*SELECTED PASSAGE*
-------
A real-time temperature of the surface 332 of the polishing pad
assembly 230 is measured (step 508). The real-time temperature of
the surface 332 of the polishing pad assembly 230 may be
continuously monitored during the polishing process using the
temperature sensors 302 in the polishing pad assembly 230. The
real-time temperature readings may be continuously transmitted to
the thermostat 304 and/or the controller 290.
In one embodiment, the real-time temperature measurements of the
substrate may be used to develop a real-time profile temperature
model of the surface 332 of the polishing pad assembly 230. While
the substrate is being polished, profile data may be obtained for a
region on the surface 332 of the polishing pad assembly 230. For
example, data related to the temperature of a portion of the
surface 332 of the polishing pad assembly 230 may be obtained using
the temperature sensors 302 during the polishing process. The
profile data may be processed. For example, temperature processing
algorithms may be used to equate temperature measurements with
particular regions of the surface 332 of the polishing pad assembly
230. The processed temperature profile data may then be compared to
desired profile temperature data to determine if a profile error is
greater than a minimum acceptable error. If it is not, the
conditioning parameters may be unchanged, and further profile data
for another region of the surface 332 of the polishing pad assembly
230 may be obtained.
In one embodiment a line scan of temperature across the surface of
the pad assembly may be performed so that temperature profile
information is obtained for the plurality of regions at different
radial distances from a center of the pad assembly 230. Note that
the process of obtaining and processing data may occur as separate
discrete steps for different regions of the substrate, may occur
generally continuously and concurrently, with data acquisition
occurring on timescales that are short compared to relative
translation of the line scan temperature sensor with respect to the
surface of the pad assembly 230. Moreover, after sorting the
temperature measurements into radial ranges, information on the
temperature profile of the surface 332 of the pad assembly 230 can
be fed in real-time into the controller 290 to periodically or
continuously to modify the conditioning pressure profile applied by
the conditioning apparatus 228.
-------
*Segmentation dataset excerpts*
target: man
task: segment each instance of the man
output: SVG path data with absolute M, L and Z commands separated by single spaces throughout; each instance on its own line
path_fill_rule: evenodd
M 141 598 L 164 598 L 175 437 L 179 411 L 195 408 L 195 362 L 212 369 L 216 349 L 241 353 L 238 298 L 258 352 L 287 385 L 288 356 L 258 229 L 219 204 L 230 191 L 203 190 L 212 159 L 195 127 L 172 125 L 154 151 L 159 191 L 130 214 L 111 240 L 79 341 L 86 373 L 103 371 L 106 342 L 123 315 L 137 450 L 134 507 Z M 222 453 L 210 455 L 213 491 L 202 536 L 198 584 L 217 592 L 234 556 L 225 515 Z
-------
*TO DO*
A. In the polishing pad temperature passage, where may the real-time temperature readings be continuously transmitted?
B. Carry on the polishing pad temperature passage, starting after its last sentence.

*RESULTS FOR EACH TASK*
A. To the thermostat 304 and/or the controller 290.

B.
In one embodiment, the real-time temperature profile model of the
polishing pad assembly 230 may be used in conjunction with the RTPC
model of the substrate to adjust both the conditioning parameters
for the pad conditioning apparatus and the polishing parameters in
real-time to compensate for the thickness of the conductive
material at different regions on the substrate. In one embodiment,
an incoming thickness profile of a conductive material across the
surface of a substrate is determined. The substrate is polished
with a surface of the polishing pad assembly. During the polishing
process, a real-time thickness profile model of the conductive
material across the surface of the substrate is developed. During a
polishing process a real-time temperature profile model of the
surface of the polishing pad assembly is developed. The surface of
the polishing pad assembly is contacted with a pad conditioner to
adjust the temperature of the surface of the polishing pad assembly
in response to the real-time thickness profile model of the
conductive material across the surface of the substrate and the
temperature profile model of the surface of the polishing pad
assembly.
The real-time temperature of the surface 332 of the polishing pad
assembly 230 is compared with a temperature range (step 510)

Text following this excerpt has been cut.